_CHALLENGES_
1. In the rotation lesson, why does the discussion say that neither the figure nor the plane is actually moved? Answer in one to three sentences.
2. Answer these questions from the rotation lesson:
(a) Which two tools does the exploratory challenge require?
(b) What point serves as the center of rotation?
(c) In which grade did students learn about rotations through hands-on lessons?
3. Continue the rotation lesson from its final sentence.

_QUOTED TEXT_
** BEGIN **

# Eureka Math Geometry Module 1 Lesson 13 Answer Key

## Engage NY Eureka Math Geometry Module 1 Lesson 13 Answer Key

### Eureka Math Geometry Module 1 Lesson 13 Exploratory Challenge Answer Key

Exploratory Challenge
You need a pair of scissors and a ruler.
Cut out the 75° angle on the right, and use it as a guide to rotate the figure below 75° counterclockwise around the given center of rotation (Point P).
→ Place the vertex of the 75° angle at point P.

→ Line up one ray of the 75° angle with vertex A on the figure. Carefully measure the length from point P to vertex A.
→ Measure that same distance along the other ray of the reference angle, and mark the location of your new point, A’.
→ Repeat these steps for each vertex of the figure, labeling the new vertices as you find them.
→ Connect the six segments that form the sides of your rotated image.

Discussion
In Grade 8, we spent time developing an understanding of what happens in the application of a rotation by participating in hands-on lessons. Now, we can define rotation precisely.

The notion of the entire plane being subject to the transformation is new and should be reinforced. However, note that neither the figure nor the plane is actually moved in the transformation. The image represents the output after applying the transformation rule to the input points.

** END **

_GIVEN ENTRIES_
** BEGIN **

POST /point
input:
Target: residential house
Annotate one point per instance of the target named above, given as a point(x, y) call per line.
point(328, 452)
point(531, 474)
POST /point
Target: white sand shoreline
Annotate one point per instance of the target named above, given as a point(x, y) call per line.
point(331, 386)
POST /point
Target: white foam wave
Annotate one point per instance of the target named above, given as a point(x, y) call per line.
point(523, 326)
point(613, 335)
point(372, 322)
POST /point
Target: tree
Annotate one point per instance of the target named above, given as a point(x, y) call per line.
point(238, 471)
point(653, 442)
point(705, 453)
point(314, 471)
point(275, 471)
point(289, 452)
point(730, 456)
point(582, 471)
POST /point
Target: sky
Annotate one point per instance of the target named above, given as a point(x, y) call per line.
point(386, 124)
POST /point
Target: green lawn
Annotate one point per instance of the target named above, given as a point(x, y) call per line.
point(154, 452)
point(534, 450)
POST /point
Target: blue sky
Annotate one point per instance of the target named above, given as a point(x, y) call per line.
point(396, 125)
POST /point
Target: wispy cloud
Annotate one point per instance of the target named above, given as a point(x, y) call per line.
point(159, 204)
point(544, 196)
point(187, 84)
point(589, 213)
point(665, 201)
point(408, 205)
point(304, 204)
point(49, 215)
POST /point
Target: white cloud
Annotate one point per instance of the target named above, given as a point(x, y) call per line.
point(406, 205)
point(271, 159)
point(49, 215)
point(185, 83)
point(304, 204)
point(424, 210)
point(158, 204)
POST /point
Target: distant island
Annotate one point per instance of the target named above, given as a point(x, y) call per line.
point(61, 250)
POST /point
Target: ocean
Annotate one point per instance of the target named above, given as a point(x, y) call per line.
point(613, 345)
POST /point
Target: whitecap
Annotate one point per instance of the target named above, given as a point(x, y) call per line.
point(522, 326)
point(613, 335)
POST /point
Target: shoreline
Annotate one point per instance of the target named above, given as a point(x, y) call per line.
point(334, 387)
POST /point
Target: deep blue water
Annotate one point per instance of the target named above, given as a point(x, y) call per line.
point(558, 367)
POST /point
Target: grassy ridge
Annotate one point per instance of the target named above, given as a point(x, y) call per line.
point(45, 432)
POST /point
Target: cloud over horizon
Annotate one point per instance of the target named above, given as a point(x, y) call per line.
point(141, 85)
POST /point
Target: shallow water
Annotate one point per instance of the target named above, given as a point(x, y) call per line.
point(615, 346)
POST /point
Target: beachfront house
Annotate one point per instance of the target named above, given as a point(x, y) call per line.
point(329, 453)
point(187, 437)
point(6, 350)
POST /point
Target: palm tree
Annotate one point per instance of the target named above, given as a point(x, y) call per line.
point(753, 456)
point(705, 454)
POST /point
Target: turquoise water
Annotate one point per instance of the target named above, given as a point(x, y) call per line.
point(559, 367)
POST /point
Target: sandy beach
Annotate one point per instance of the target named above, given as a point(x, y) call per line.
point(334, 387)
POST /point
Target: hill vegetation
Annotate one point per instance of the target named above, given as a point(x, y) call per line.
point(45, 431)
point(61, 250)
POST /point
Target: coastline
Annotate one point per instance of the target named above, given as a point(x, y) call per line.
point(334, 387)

** END **

_EXPECTED OUTPUTS_
1. Neither the figure nor the plane is moved because the image is only the output of applying the transformation rule to the input points. The rotated figure is a new set of points that the rule produces, not the original figure shifted to a new place.

2.
(a) A pair of scissors and a ruler.
(b) Point P.
(c) Grade 8.

3.
In the definition below, students may benefit from some discussion using a visual of a clock. Discuss the intuitive notion of directions on a clock before the more formal definition.

First, we need to talk about the direction of the rotation. If you stand up and spin in place, you can either spin to your left or spin to your right. This spinning to your left or right can be rephrased using what we know about analog clocks: spinning to your left is spinning in a counterclockwise direction, and spinning to your right is spinning in a clockwise direction. We need to have the same sort of notion for rotating figures in the plane. It turns out that there is a way to always choose a counterclockwise half-plane for any ray: The counterclockwise half-plane of $$\overrightarrow{C P}$$ is the half-plane of $$\overrightarrow{C P}$$ that lies to the left as you move along $$\overrightarrow{C P}$$ in the direction from C to P. (The clockwise half-plane is then the half-plane that lies to the right as you move along $$\overrightarrow{C P}$$ in the direction from C to P.) We use this idea to state the definition of rotation.
For 0°<θ°<180°, the rotation of θ degrees around the center C is the transformation RC,θ of the plane defined as follows:
1. For the center point C, RC,θ (C)=C, and
2. For any other point P, RC,θ(P) is the point Q that lies in the counterclockwise half-plane of $$\overrightarrow{C P}$$, such that CQ=CP and m∠PCQ=θ°.

A rotation of 0 degrees around the center C is the identity transformation (i.e., for all points A in the plane, it is the rotation defined by the equation RC,0(A)=A).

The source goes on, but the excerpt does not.